**PROBLEM REQUIREMENTS**
The records below are to be repeated exactly, minus any pictures.

**DATA SHOWN**
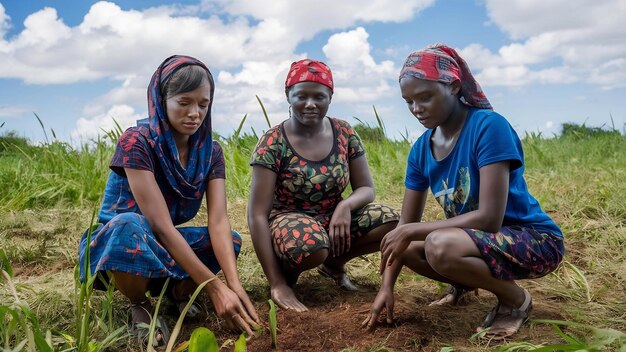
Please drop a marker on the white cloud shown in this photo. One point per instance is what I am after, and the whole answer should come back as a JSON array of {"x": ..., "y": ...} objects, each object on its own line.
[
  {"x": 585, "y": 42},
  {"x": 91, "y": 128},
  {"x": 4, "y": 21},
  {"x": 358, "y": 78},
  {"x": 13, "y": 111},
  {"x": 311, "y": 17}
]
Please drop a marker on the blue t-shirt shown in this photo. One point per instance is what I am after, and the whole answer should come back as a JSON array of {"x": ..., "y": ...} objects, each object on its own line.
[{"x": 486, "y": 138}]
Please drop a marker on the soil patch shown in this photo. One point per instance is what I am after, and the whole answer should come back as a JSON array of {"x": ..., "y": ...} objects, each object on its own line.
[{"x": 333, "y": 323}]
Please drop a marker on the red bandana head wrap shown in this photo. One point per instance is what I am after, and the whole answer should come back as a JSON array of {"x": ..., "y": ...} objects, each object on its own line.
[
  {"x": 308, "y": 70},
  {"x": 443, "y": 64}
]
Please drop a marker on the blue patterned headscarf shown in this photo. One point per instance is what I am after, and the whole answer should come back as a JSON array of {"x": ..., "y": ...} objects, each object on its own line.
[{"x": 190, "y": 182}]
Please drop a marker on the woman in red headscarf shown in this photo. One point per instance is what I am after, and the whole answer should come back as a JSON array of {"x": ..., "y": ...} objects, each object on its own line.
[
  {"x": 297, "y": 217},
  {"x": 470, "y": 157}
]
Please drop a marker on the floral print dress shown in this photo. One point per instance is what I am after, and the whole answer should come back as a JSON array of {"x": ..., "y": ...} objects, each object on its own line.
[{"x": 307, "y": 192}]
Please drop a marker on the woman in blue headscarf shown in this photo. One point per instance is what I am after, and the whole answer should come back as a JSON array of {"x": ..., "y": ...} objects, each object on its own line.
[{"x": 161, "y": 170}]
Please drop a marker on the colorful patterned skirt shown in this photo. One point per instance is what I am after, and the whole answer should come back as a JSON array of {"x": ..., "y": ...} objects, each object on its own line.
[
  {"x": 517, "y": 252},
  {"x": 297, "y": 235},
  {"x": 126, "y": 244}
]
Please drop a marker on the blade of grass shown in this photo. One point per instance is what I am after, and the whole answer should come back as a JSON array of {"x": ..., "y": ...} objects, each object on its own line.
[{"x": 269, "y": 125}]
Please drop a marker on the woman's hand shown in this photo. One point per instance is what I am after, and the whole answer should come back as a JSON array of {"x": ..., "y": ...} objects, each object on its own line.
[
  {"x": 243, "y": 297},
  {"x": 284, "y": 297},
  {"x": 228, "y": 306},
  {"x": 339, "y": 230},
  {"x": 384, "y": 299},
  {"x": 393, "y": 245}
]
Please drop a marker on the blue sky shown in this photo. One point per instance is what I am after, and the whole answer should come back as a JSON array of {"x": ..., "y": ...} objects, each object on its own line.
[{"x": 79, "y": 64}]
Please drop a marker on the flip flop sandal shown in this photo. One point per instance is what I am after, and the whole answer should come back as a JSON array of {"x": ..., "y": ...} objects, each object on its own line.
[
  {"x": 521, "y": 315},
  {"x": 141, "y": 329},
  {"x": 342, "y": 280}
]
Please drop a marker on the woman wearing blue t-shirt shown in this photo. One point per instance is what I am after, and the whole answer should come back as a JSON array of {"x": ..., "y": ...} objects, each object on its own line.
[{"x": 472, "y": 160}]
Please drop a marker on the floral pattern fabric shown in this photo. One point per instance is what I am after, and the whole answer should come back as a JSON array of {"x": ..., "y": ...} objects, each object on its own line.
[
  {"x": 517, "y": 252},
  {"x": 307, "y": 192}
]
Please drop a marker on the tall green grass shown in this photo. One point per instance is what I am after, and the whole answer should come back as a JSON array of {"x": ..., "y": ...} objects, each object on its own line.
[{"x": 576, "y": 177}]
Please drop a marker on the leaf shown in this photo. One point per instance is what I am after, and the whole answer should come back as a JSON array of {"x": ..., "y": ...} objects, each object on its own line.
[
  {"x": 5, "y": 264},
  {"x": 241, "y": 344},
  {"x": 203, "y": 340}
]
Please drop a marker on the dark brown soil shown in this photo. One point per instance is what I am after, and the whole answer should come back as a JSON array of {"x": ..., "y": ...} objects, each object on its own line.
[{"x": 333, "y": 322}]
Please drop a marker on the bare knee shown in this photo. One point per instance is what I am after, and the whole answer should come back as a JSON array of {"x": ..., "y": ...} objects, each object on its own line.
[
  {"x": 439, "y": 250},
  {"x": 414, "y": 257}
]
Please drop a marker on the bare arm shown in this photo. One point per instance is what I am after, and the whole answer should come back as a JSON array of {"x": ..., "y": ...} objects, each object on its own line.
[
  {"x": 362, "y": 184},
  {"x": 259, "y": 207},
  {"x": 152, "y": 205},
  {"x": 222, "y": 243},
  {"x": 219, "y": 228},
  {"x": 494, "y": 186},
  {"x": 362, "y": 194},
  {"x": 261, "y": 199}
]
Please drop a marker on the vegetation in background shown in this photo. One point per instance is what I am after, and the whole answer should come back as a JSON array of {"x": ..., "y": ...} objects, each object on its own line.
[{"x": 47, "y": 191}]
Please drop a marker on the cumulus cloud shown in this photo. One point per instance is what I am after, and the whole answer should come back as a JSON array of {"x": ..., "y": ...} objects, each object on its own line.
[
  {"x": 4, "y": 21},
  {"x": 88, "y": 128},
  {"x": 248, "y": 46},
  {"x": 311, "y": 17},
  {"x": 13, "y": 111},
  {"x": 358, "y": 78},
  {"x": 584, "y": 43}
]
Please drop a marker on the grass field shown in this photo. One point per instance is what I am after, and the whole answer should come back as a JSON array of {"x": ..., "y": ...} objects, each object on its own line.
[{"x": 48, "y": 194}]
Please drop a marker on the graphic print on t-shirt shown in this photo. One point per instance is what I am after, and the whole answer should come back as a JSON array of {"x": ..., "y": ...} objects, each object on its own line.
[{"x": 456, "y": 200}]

**OUTPUT FOR THIS EXERCISE**
Please drop a marker on the white cloud shown in this photo. One point per instance is what I am after, and the whole answer should come back as a JSON array of {"x": ..., "y": ...} objects, each object on its own line.
[
  {"x": 585, "y": 42},
  {"x": 91, "y": 128},
  {"x": 4, "y": 21},
  {"x": 358, "y": 78},
  {"x": 13, "y": 111},
  {"x": 311, "y": 17}
]
Please drop a marker on the blue t-shirt shown in this photo. One point per instance is what I am after, and the whole answer should come back as a JSON array of {"x": ..., "y": ...} objects, each object on its own line.
[{"x": 486, "y": 138}]
Please drop a marker on the soil patch shown in this photo. One point per instance is what I am after, and the whole answer should come back as a JSON array of {"x": ..., "y": ...} objects, each object on its own line.
[{"x": 333, "y": 323}]
Please drop a marker on the red bandana head wrap shown in this photo. One point per instance is what I am after, and the whole answer should come back as a JSON array of {"x": ..., "y": ...} objects, each object on its own line.
[
  {"x": 308, "y": 70},
  {"x": 443, "y": 64}
]
Please drop a marker on the blue patterned headscarf shown in this photo. One point per instance is what I am after, and the whole answer should come back as a JSON array of {"x": ..., "y": ...} objects, each object on its own line.
[{"x": 190, "y": 182}]
Please drop a marker on the woman in red headscarf shown in this photo. One point per instance is what I am after, and the whole answer should come back as a JSON array of {"x": ..., "y": ...} objects, each object on its own line.
[
  {"x": 297, "y": 217},
  {"x": 470, "y": 157}
]
Please drop a marker on the floral print dress shown in this photo. One point per instance is what I am after, and the whole answer should come back as a JSON array of {"x": ..., "y": ...} objects, each object on its own line.
[{"x": 307, "y": 192}]
Please drop a marker on the woman in blue headscarf shown in this photo. One point per instance is what I am after, and the whole answer should come back as a JSON array of {"x": ..., "y": ...} objects, each object on its own line.
[{"x": 161, "y": 170}]
Please drop a marker on the colorful patterned skirt shown in this photo. One point per instance is what I am after, and the whole answer should come back as a JSON array of {"x": ..., "y": ...} objects, each object on its own line.
[
  {"x": 517, "y": 252},
  {"x": 297, "y": 235},
  {"x": 126, "y": 244}
]
Please drop a marker on the blade of grass shown in this photo. One point per instance is what I am after, and the whole answer should come back as a JSON array of {"x": ..., "y": ...} objects, each object on its own line.
[{"x": 269, "y": 125}]
Please drop a marker on the woman's hand shown in this photo. One point per instance is what I am after, and the whole answer should come back as a JSON array of {"x": ..., "y": ...} objects, each object on its own line.
[
  {"x": 243, "y": 297},
  {"x": 284, "y": 297},
  {"x": 228, "y": 306},
  {"x": 339, "y": 230},
  {"x": 384, "y": 299},
  {"x": 393, "y": 245}
]
Please drop a marker on the blue sky shown in this photo. One point per instance is what I am after, and the whole answer should come back as a JSON array of {"x": ..., "y": ...} objects, each object on its own line.
[{"x": 79, "y": 64}]
Please drop a marker on the flip flop sandal shown in this photo. One point per instance is what I am after, and the whole answer should come back as a JSON array of {"x": ..., "y": ...} objects, each object on its own line.
[
  {"x": 521, "y": 315},
  {"x": 141, "y": 329},
  {"x": 342, "y": 280}
]
Please drop a marker on the woman wearing blue t-shirt shown in this photo. One point per instance is what I am after, and the whole answer should come back as a JSON array of {"x": ..., "y": ...} objects, each object on its own line.
[{"x": 472, "y": 160}]
Please drop a marker on the floral pattern fabric shown in this photo. One point per instance is what I am after, and the whole answer should come back as a JSON array of {"x": ..., "y": ...} objects, each object on its own line.
[
  {"x": 517, "y": 252},
  {"x": 307, "y": 192}
]
Please drop a marker on the tall green grass shown in this photo. One point per instance is what I am after, and the whole answer should come back as a JSON array of {"x": ..., "y": ...} objects, each object on its own line.
[{"x": 576, "y": 177}]
Please drop a marker on the leaf shown in this photo. One point per instance is what I am after, and the whole answer should come back as a JSON array of {"x": ..., "y": ...} objects, each object on its own line.
[
  {"x": 5, "y": 264},
  {"x": 241, "y": 344},
  {"x": 203, "y": 340}
]
Please drop a marker on the dark brown soil shown in this photo. One point per instance is what I am after, and the whole answer should come back as a JSON array of {"x": ..., "y": ...} objects, each object on its own line.
[{"x": 333, "y": 322}]
Please drop a marker on the bare knee shown in this photo. One point per instance is what I am after, and the whole answer should come back as a JSON array of {"x": ..., "y": ...} objects, each object on its own line.
[
  {"x": 439, "y": 250},
  {"x": 414, "y": 257}
]
Please drop a marker on the bare arm shown in this photo. One point per instance is what I am after, and the whole answer should come back as a JSON array of {"x": ..., "y": ...} objects, each object on its own line.
[
  {"x": 362, "y": 184},
  {"x": 259, "y": 207},
  {"x": 152, "y": 205},
  {"x": 222, "y": 243},
  {"x": 219, "y": 228},
  {"x": 494, "y": 186},
  {"x": 362, "y": 194},
  {"x": 261, "y": 199}
]
Please drop a marker on the vegetation in background shown in this photo. One point per instance is what I am after, and the whole answer should come back as a JSON array of {"x": ..., "y": ...} objects, each object on its own line.
[{"x": 47, "y": 191}]
Please drop a marker on the cumulus cloud shown in this photo. One point per instance is what I am after, and the whole answer should come back as a JSON array of {"x": ..., "y": ...} objects, each object on its own line.
[
  {"x": 4, "y": 21},
  {"x": 88, "y": 128},
  {"x": 248, "y": 46},
  {"x": 311, "y": 17},
  {"x": 13, "y": 111},
  {"x": 358, "y": 78},
  {"x": 584, "y": 43}
]
Please drop a marker on the grass field shown in this photo. One point per instance is what I am after, and the whole answer should come back as a JSON array of {"x": ..., "y": ...} objects, each object on its own line.
[{"x": 48, "y": 194}]
Please drop a marker on the graphic print on t-shirt shown in this photo. One point per instance is what I am after, and the whole answer should come back as a JSON array of {"x": ..., "y": ...} objects, each object on its own line.
[{"x": 456, "y": 200}]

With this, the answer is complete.